Exercise prompt:
Each entry below is to be written out exactly, and the pictures are to be left out.

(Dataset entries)
**********
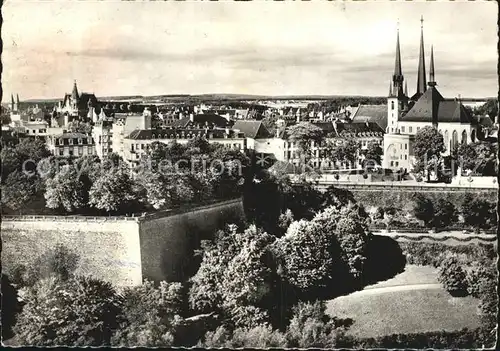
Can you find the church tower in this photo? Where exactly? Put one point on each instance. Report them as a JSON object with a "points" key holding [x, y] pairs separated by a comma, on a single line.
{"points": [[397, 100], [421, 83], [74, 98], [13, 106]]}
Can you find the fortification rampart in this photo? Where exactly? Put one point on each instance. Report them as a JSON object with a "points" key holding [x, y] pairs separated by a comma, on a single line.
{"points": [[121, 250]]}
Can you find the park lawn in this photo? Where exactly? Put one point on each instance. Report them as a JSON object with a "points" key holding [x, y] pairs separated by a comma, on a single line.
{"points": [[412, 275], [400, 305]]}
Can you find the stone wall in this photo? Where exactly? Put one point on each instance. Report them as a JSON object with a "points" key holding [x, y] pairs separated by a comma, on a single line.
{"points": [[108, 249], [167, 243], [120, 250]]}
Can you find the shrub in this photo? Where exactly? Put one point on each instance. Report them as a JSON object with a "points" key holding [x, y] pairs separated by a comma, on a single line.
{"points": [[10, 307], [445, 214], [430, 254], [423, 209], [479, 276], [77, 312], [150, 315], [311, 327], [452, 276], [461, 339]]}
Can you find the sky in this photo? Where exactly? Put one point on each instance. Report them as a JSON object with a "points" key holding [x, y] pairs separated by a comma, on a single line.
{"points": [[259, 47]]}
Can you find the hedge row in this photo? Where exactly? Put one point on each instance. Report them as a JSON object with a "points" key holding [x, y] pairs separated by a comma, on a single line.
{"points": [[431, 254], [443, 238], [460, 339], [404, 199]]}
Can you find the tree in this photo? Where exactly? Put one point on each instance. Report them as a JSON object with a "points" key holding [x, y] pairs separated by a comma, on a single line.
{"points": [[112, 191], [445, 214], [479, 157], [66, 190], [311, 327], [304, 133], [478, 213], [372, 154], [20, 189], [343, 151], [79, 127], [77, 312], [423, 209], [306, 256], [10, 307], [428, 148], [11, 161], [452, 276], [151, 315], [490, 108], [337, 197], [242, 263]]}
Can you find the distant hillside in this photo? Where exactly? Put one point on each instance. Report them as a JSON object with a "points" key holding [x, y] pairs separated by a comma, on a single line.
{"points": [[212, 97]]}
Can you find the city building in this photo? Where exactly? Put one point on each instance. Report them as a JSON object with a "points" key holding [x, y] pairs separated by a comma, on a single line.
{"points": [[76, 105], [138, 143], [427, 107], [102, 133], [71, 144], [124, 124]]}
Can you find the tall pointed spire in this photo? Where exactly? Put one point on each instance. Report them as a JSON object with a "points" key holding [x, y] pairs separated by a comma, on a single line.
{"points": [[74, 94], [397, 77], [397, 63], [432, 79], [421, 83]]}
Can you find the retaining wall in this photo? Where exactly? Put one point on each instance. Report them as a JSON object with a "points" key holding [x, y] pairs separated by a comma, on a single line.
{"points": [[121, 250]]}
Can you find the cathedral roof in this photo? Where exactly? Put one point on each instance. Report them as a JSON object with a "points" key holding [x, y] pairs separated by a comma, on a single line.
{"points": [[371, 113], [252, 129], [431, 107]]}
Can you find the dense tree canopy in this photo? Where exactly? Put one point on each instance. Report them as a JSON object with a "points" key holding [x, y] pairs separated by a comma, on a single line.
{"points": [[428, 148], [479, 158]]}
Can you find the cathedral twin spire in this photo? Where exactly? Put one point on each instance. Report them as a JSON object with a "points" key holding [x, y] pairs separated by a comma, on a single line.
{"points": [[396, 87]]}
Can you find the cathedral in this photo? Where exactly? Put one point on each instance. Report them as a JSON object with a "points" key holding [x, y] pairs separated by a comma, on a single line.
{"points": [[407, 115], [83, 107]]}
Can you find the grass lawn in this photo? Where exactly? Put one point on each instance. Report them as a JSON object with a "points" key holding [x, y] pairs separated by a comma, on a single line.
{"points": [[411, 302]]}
**********
Answer to the problem:
Can you find the church tower in this photo? Where exactly? Put one point on each instance. Report them as a JSON object with a "points" key holding [x, y] pairs separated by a comma, on a single line.
{"points": [[397, 100], [421, 83], [74, 98], [13, 106]]}
Can you find the fortification rampart in this photo? Where exactly? Put one point on each instance. Report them as a JSON object with a "points" key holding [x, y] pairs separated by a comma, on a single line.
{"points": [[121, 250]]}
Can you find the park lawn in this photo? Where exactly? Put one point on each instance. Report them as a JSON object with a "points" key holding [x, y] pairs separated by a comma, on a single line.
{"points": [[412, 275], [400, 305]]}
Can you find the stone wall in this photo? Where exactly? Put one point on each instance. Report them as a JSON object with a "points" key holding [x, y] pairs separated by a comma, on a single line.
{"points": [[108, 249], [167, 243], [120, 250]]}
Can you find the shrub in this photo? Where exactly? Put one point on each instance. Report them as a JSON object with a "points" key holding [x, y] pairs separated by a comma, on a single line.
{"points": [[10, 307], [445, 214], [430, 254], [423, 209], [479, 276], [77, 312], [150, 315], [311, 327], [452, 276], [461, 339]]}
Can you find the sky in this photo? Where exactly? Put one point on each instance. Report them as a JSON object with a "points" key holding [x, y] pairs separated by a comma, on a single line.
{"points": [[259, 47]]}
Can you find the hedge row in this photo? Where exactly? Put one point on each instance. Report them as a JSON object with a "points" key holding [x, y] pairs separated by a comma, on a single line.
{"points": [[431, 254], [443, 238], [460, 339], [404, 199]]}
Can you find the tree in this photo? Where exactly? Put one point on each instance. Report them as a JSON object with a "points" key holding [x, y] pairs separated by a comma, on a single line.
{"points": [[112, 191], [445, 214], [479, 157], [66, 190], [311, 327], [304, 133], [478, 213], [372, 154], [20, 189], [343, 151], [79, 127], [77, 312], [423, 209], [306, 256], [10, 307], [428, 148], [11, 161], [452, 276], [151, 315], [490, 108], [337, 197], [242, 263]]}
Can you find the distant hillside in this photo? Where exactly? Put one point on each instance. Report them as a JSON object with a "points" key holding [x, y] pairs separated by a comma, on a single line.
{"points": [[212, 97]]}
Can you find the city building in this photo? Where exactly? Put one point on each instance. Report them as a JSON object with a "points" key holding [x, y] pairs separated by a comma, on a single line.
{"points": [[76, 105], [138, 143], [427, 107], [102, 133], [71, 144], [124, 124]]}
Can you find the tall pointed spire in this photo? Where exactly? Put one point on each instance. Report them as a JSON object with a "points" key holding [x, y] pairs separated by a comma, on a single line.
{"points": [[74, 94], [397, 77], [397, 63], [432, 79], [421, 83]]}
Can you find the retaining wall in this photo? Where exactly? Put one point on each instance. Report them as a JSON object with a "points" key holding [x, y] pairs separated by a comma, on a single line.
{"points": [[121, 250]]}
Can you find the cathedral roof in this photo? Where exactly? Put one point on each instance. Report them as a JSON object with a "points" key holding [x, y] pairs separated by a comma, on a single line.
{"points": [[371, 113], [252, 129], [431, 107]]}
Can you find the dense tree canopy in this photo? Where exactly? Put one point on each instance. Report them as a JSON object with a "points" key holding [x, y] pairs separated by a comma, on a single line.
{"points": [[428, 148], [479, 158]]}
Can you find the cathedral twin spire in this photo? Where exactly? Put one point on each instance. Report them as a JSON object with a "points" key holding [x, y] pairs separated by a comma, on a single line.
{"points": [[396, 87]]}
Can you find the cathedral in this photo? Where exactly? Put one point on each instance. Report them as a JSON object with a "points" key holding [x, y] pairs separated by a comma, on a single line.
{"points": [[407, 115], [83, 107]]}
Can you find the grass lawn in this photo? Where exactly? Put one point on each instance. Report them as a JSON object with a "points" key holding [x, y] pairs separated by a comma, on a single line.
{"points": [[411, 302]]}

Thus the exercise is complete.